● TEXT
Edith Hudson

Pat Kennelly William Welburn   Parisa Shiraz  

Addressing Disparities at and around Marquette: Racism and COVID-19

TUESDAY, JUNE 16 | 12:00 to 1:00 p.m. CT

Presented by:

  • Edith Hudson, Chief of Marquette University Police Department
  • Patrick Kennelly, Arts ’07, Grad ’13, Director of Marquette University’s Center for Peacemaking
  • Dr. William Welburn, Vice President for Inclusive Excellence for Marquette University’s Office of Institutional Diversity and Inclusion

Moderated by: Parisa Mahdavi Shirazi, Arts ’16, Program Associate of Marquette University’s Center for Peacemaking

Like you, we are grappling with racially motivated violence, the pandemic, and inequities facing our community, city, and country. Individually and collectively we recognize the harm that has been done and the need for transformation, healing, comfort, and support during these tumultuous times. As we begin the summer, Marquette remains focused and committed to our mission of Excellence, Faith, Leadership, and Service while supporting our students, employees, and neighborhood. Please join us for a discussion with three university leaders to learn about Marquette’s response to the two public health crises – the coronavirus pandemic and longstanding racism in our society.

This webinar is the first in a series focused on “access, equity, inclusion and belonging.” The series invites each of us to deepen our knowledge of, and responses to, historical and contemporary injustices and inequality. Such learning can be a powerful step through which — together — we can overcome injustice in our society.

● TASK STATEMENT
Copy the stretch of the event announcement from "This webinar is" through "injustice in our society.", swapping "webinar" for "session". The lines after this text aren't needed.

[Source data]

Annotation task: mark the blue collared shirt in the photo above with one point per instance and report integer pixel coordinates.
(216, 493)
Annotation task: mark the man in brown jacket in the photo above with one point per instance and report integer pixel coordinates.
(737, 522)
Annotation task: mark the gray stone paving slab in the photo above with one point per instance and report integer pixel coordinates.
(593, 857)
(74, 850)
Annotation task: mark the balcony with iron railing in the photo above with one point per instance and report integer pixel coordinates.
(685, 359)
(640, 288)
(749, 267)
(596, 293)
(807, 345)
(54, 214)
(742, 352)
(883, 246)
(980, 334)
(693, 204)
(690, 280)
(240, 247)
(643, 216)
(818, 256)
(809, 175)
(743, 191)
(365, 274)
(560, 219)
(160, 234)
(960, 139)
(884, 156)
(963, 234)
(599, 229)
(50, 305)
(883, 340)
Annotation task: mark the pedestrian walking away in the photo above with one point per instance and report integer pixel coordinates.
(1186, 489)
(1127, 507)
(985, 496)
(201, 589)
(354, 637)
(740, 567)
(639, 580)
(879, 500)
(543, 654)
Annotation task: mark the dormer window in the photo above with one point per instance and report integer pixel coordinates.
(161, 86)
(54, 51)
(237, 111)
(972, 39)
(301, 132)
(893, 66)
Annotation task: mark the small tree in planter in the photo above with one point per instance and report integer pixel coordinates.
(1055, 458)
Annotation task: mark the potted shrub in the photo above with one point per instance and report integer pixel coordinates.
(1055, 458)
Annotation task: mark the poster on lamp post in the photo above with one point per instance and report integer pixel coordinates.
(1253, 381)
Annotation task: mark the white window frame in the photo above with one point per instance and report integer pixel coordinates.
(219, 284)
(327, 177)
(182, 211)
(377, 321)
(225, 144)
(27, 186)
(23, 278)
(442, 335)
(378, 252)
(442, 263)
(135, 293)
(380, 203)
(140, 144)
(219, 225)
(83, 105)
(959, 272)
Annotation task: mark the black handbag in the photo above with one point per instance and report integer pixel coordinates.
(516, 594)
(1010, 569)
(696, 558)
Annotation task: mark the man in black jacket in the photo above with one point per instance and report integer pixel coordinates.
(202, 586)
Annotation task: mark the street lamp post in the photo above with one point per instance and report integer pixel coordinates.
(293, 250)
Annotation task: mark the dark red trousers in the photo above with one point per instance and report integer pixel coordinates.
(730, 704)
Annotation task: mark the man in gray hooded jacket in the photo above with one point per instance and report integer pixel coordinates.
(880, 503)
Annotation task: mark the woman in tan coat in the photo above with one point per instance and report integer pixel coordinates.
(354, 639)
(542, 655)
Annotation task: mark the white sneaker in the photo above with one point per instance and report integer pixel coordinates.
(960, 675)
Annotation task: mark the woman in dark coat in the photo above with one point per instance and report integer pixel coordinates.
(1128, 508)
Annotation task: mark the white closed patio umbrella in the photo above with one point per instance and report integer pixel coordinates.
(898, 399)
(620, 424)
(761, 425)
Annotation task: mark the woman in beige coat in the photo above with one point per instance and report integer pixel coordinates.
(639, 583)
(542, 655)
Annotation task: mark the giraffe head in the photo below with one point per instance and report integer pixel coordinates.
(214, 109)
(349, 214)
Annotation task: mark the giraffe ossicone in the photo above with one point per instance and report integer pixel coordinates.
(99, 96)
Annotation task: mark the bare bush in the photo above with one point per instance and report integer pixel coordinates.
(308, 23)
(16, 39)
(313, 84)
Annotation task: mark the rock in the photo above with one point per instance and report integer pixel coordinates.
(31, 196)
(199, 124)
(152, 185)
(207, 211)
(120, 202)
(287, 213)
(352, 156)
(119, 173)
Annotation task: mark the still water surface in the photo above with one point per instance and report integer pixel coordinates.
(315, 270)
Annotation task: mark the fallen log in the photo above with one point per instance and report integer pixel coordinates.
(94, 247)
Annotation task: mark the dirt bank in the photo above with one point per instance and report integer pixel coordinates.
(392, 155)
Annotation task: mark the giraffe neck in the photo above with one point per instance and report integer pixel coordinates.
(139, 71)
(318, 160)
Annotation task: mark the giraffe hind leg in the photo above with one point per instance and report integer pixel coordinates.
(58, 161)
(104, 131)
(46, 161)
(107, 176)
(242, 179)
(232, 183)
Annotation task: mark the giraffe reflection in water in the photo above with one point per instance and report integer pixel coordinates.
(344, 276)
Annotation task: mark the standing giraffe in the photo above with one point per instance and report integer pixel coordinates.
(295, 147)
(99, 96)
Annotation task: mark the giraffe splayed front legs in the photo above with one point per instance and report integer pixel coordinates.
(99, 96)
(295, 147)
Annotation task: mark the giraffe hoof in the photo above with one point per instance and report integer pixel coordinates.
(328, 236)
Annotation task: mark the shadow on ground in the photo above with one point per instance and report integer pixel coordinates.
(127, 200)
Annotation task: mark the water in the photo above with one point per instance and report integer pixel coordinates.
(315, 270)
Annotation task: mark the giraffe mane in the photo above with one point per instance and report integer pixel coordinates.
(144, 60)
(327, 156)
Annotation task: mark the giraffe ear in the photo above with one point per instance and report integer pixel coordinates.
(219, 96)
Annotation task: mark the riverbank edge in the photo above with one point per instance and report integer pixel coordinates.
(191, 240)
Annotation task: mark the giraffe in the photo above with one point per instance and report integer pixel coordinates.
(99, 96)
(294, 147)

● REPLY TO THE TASK
This session is the first in a series focused on “access, equity, inclusion and belonging.” The series invites each of us to deepen our knowledge of, and responses to, historical and contemporary injustices and inequality. Such learning can be a powerful step through which — together — we can overcome injustice in our society.